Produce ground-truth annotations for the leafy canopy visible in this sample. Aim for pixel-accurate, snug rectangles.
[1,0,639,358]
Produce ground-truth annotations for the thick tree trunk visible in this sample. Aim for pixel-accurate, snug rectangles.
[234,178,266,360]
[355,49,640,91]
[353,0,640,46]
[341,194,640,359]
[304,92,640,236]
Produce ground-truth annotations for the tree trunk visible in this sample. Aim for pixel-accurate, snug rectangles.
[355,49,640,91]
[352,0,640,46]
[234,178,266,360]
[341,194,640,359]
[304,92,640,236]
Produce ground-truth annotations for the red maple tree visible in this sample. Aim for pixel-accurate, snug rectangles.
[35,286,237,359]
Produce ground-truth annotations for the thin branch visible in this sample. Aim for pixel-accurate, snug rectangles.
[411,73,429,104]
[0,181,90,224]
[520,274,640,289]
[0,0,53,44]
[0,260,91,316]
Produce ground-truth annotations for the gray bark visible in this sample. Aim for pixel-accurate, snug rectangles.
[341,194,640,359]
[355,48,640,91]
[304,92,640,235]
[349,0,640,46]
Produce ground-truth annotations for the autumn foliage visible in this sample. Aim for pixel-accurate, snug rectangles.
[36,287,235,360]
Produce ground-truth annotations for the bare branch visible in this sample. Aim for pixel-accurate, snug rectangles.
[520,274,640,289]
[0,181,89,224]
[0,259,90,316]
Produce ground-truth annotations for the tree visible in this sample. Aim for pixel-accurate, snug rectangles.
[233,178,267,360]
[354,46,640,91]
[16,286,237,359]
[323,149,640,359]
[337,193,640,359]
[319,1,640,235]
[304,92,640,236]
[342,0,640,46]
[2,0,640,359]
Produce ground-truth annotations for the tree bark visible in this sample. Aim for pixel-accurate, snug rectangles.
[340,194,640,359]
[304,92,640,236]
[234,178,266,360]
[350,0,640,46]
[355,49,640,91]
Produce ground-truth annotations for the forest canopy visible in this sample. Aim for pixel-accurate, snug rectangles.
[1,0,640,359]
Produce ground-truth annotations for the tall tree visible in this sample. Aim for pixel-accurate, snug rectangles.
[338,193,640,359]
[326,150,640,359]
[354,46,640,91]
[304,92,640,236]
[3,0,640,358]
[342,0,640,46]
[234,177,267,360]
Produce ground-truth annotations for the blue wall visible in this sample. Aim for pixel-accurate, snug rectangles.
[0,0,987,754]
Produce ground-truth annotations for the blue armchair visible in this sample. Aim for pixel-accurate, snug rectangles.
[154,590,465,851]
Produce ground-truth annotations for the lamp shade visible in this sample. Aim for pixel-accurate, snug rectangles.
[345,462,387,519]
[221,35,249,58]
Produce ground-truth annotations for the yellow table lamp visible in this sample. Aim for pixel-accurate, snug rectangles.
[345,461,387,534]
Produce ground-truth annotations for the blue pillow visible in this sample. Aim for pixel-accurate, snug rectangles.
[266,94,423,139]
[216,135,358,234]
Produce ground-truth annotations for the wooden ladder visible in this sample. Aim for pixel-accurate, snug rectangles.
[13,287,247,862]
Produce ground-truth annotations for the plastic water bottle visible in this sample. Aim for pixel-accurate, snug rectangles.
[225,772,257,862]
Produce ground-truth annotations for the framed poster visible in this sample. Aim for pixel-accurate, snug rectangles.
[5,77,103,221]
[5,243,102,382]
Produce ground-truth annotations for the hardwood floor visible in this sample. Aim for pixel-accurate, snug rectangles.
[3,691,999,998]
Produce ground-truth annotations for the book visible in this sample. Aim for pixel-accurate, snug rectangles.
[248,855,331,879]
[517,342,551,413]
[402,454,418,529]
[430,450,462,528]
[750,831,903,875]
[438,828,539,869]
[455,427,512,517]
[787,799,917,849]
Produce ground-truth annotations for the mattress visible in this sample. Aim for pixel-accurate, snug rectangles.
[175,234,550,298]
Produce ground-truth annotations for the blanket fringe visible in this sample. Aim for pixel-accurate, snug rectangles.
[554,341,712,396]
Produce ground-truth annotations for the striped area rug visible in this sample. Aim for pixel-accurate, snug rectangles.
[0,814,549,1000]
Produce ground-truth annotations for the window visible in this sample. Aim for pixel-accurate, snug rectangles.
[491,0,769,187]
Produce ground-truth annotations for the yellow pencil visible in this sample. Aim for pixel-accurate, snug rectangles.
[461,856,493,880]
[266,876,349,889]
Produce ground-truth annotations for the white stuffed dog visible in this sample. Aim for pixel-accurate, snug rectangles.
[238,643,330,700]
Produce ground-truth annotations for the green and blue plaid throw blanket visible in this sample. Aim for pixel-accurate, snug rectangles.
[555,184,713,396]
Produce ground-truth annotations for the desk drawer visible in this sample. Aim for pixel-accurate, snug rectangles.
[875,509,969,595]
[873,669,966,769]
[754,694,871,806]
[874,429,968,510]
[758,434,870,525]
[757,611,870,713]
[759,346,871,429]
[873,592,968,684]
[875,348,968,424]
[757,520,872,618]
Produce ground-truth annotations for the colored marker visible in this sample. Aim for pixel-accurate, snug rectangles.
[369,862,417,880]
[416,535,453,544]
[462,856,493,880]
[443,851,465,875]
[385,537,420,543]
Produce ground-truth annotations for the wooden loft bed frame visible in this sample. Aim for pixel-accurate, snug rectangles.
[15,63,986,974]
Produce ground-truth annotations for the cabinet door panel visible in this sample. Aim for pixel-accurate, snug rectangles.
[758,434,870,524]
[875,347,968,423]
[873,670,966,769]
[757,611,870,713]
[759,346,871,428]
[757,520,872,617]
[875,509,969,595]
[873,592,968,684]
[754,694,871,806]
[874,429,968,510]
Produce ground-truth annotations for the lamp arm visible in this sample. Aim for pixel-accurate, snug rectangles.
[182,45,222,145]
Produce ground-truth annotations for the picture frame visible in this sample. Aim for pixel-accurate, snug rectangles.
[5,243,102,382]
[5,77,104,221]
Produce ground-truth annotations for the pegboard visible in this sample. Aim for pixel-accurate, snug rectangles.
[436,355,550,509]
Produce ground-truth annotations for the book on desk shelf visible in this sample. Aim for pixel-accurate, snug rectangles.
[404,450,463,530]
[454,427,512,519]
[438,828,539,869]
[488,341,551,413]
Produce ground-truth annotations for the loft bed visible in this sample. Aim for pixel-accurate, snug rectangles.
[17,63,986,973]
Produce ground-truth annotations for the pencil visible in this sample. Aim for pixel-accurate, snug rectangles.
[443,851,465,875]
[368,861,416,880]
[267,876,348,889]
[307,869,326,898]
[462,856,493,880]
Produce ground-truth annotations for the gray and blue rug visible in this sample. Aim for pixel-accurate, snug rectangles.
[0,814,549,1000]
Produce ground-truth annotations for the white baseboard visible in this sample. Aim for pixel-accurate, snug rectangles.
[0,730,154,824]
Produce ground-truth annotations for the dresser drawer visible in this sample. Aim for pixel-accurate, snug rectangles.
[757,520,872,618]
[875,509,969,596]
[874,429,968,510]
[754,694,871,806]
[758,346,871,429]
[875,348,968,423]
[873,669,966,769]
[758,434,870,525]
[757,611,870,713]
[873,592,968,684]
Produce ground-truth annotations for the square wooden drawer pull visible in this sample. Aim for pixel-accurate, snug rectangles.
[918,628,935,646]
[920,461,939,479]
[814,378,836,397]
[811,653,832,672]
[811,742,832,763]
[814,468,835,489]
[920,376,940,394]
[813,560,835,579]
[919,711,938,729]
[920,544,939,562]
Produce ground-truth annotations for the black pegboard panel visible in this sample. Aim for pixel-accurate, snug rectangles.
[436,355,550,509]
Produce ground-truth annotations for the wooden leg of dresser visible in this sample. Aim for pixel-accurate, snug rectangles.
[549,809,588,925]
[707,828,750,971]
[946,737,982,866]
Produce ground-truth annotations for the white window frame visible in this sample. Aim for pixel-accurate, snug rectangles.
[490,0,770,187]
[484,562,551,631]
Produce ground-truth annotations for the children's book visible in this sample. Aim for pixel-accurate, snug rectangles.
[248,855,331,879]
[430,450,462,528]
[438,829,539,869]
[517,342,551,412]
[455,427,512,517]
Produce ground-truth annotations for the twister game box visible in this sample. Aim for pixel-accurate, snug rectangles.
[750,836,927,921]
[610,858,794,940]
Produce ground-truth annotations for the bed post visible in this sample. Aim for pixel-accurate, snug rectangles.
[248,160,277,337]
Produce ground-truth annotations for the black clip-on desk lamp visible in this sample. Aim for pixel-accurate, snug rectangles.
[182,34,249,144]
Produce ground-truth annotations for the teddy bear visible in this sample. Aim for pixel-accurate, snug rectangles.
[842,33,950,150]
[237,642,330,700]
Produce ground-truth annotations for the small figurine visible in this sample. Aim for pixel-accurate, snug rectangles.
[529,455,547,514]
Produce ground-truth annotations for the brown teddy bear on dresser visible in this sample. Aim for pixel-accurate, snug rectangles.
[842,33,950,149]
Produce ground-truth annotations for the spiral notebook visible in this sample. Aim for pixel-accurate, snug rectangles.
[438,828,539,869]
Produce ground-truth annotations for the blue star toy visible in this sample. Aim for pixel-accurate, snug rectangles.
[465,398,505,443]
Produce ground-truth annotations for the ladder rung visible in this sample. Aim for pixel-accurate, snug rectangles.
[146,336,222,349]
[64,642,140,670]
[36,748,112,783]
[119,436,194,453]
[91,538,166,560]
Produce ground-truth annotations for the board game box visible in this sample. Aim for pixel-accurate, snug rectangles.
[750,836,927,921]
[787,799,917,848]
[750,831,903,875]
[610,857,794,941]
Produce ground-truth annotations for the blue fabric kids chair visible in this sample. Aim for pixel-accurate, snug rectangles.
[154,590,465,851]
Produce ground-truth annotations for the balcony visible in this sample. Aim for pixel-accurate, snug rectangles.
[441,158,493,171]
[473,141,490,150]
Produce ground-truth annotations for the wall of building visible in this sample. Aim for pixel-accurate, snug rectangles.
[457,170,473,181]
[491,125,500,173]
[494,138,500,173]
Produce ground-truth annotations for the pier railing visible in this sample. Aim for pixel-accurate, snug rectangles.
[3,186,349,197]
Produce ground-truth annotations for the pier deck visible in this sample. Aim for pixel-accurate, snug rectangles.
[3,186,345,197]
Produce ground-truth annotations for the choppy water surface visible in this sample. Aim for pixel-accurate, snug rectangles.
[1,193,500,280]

----

## TASK TO COMPLETE
Copy exactly the lines from the one containing "Produce ground-truth annotations for the choppy" through the last line of the records, both included, and nothing else.

## REPLY
Produce ground-truth annotations for the choppy water surface visible in this sample. Aim for pixel-accurate, snug rectangles.
[1,193,500,280]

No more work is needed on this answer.